What the task asks
Copy the listing below line by line, requests and all, and shift every point coordinate in the answers by -66. Leave the pictures out of your copy.

Given information
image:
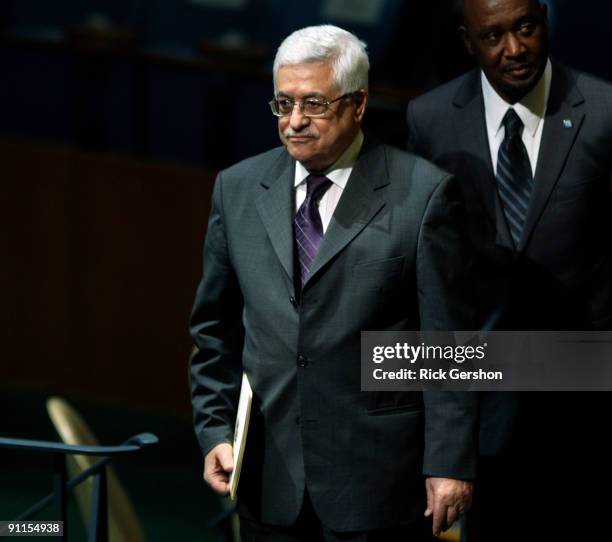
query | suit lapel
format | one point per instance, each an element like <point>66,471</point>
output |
<point>470,130</point>
<point>357,206</point>
<point>564,116</point>
<point>275,208</point>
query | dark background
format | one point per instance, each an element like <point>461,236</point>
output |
<point>115,116</point>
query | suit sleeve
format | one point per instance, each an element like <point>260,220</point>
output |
<point>217,330</point>
<point>445,302</point>
<point>414,143</point>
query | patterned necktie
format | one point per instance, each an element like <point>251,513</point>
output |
<point>514,178</point>
<point>308,227</point>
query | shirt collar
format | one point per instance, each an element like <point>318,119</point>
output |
<point>339,172</point>
<point>531,109</point>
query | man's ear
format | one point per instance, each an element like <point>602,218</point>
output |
<point>465,38</point>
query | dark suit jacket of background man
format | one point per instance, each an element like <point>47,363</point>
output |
<point>391,259</point>
<point>560,278</point>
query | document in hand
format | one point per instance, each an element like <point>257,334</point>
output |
<point>240,432</point>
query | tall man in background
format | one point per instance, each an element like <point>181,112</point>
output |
<point>307,245</point>
<point>531,142</point>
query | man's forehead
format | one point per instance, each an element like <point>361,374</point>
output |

Result
image:
query | suit lapel
format | one point per instance, each an element like <point>66,471</point>
output |
<point>404,64</point>
<point>291,140</point>
<point>498,50</point>
<point>209,142</point>
query | dark background
format | one point per instance, each an element like <point>461,236</point>
output |
<point>49,50</point>
query | suit sleeve
format | one point per instance, each an element like <point>260,220</point>
output |
<point>151,264</point>
<point>379,236</point>
<point>348,77</point>
query | patterned necktie
format | one point per instance, each an element like <point>251,513</point>
output |
<point>448,112</point>
<point>242,161</point>
query | shirt collar
format | one point per instance, each an element like <point>318,119</point>
output |
<point>273,106</point>
<point>465,43</point>
query | man's ear
format | one point per instance, each an element like <point>602,218</point>
output |
<point>399,-28</point>
query | dark suit jacket of background man
format | one point per instance, each an element like <point>47,363</point>
output |
<point>325,193</point>
<point>494,212</point>
query | document in hand
format | one point per instance, each an element like <point>257,334</point>
output |
<point>174,366</point>
query | tall man in background
format | one point per instance, each an element like <point>181,112</point>
output |
<point>241,179</point>
<point>465,76</point>
query | man's forehead
format | one point per instance, each an element like <point>361,374</point>
output |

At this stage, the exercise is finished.